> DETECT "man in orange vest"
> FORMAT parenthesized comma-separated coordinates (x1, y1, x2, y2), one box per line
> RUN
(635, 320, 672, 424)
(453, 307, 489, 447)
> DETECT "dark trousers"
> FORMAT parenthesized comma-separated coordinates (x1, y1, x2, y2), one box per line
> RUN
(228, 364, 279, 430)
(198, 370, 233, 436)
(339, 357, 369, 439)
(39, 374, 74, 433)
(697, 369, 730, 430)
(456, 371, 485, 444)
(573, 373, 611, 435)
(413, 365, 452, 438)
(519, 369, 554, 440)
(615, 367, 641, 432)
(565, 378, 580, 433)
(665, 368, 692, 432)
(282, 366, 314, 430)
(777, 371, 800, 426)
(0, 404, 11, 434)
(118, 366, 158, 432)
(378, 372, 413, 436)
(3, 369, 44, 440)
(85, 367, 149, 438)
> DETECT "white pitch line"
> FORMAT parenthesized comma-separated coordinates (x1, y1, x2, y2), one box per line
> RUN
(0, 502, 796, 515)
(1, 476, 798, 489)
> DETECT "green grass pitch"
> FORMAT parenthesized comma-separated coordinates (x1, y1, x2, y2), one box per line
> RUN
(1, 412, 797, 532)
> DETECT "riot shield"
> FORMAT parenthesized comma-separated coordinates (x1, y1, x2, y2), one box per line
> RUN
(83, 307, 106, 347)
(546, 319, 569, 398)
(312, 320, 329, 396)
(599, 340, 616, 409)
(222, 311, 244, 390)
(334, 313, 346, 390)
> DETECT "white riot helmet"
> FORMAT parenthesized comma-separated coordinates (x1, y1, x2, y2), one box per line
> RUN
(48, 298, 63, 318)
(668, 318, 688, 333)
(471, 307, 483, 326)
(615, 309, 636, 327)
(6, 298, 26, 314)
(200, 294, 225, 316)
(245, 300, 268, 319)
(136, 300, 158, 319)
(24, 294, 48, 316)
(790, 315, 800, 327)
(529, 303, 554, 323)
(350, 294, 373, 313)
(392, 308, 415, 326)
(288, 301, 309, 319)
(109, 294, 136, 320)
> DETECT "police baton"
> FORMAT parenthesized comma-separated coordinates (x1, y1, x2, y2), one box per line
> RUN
= = = =
— YOUR GOAL —
In the entries above, find each line containing the string "DETECT" and copy it.

— ANSWER TO THE PROBLEM —
> DETECT "man in orange vest"
> DETECT "dark trousers"
> DETECT "white pitch line"
> DETECT "green grass pitch"
> DETECT "riot shield"
> DETECT "white riot helmet"
> DETECT "police baton"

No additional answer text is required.